#### JOUW OPDRACHT:
Vertaal deze zin uit de tekst over de uitspraak van de Centrale Raad van Beroep naar het Engels: "Appellante had niet aangetoond dat de re-integratie van de werknemer daadwerkelijk ter hand was genomen, wat haar verzoek om informatie verder ondermijnde."

#### TEKSTGEDEELTE:
*-*-*
ECLI:NL:CRVB:2015:2923
Centrale Raad van Beroep
- Hoger beroep
- Rechtspraak.nl
Weigering van het Uwv om stukken uit het uitkeringsdossier van werknemer te verstrekken
In deze zaak heeft appellante, een overheidswerkgever, hoger beroep ingesteld tegen de weigering van het Uitvoeringsinstituut werknemersverzekeringen (Uwv) om haar toegang te verlenen tot het volledige uitkeringsdossier van een voormalige werknemer. Appellante had verzocht om alle dossierstukken met betrekking tot de WW-uitkering van de werknemer, met als doel de rechtmatigheid van de toekenning en uitbetaling van de uitkering te onderzoeken. Het Uwv heeft dit verzoek afgewezen, stellende dat er geen wettelijke grondslag was om de gevraagde stukken te verstrekken, omdat appellante niet specifiek genoeg had gemotiveerd waarom deze informatie noodzakelijk was voor haar re-integratietaak.
De Centrale Raad van Beroep heeft de zaak beoordeeld en vastgesteld dat het Uwv weliswaar verplicht is om besluiten over WW-uitkeringen aan appellante bekend te maken, maar dat dit niet geldt voor andere dossierstukken zonder een specifieke motivering van de noodzaak. De Raad oordeelde dat de rechtbank terecht had geoordeeld dat het Uwv de gevraagde stukken niet hoefde te verstrekken, met uitzondering van de besluiten die betrekking hebben op de toekenning en beëindiging van de uitkering. Appellante had niet aangetoond dat de re-integratie van de werknemer daadwerkelijk ter hand was genomen, wat haar verzoek om informatie verder ondermijnde.
De Raad bevestigde de uitspraak van de rechtbank en oordeelde dat appellante recht had op een proceskostenvergoeding in beroep, omdat zij had moeten procederen om de besluiten van het Uwv te ontvangen. De kosten werden vastgesteld op € 980,-, en het Uwv werd ook veroordeeld tot vergoeding van het griffierecht van € 318,-. De uitspraak werd openbaar gedaan op 26 augustus 2015.
*-*-*
#### GEGEVENS:
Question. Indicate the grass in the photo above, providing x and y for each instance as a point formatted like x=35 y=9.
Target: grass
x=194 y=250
*-*-*
#### SCHRIFTELIJK ANTWOORD:
The appellant had not shown that the employee's reintegration had actually been undertaken, which further undermined its request for information.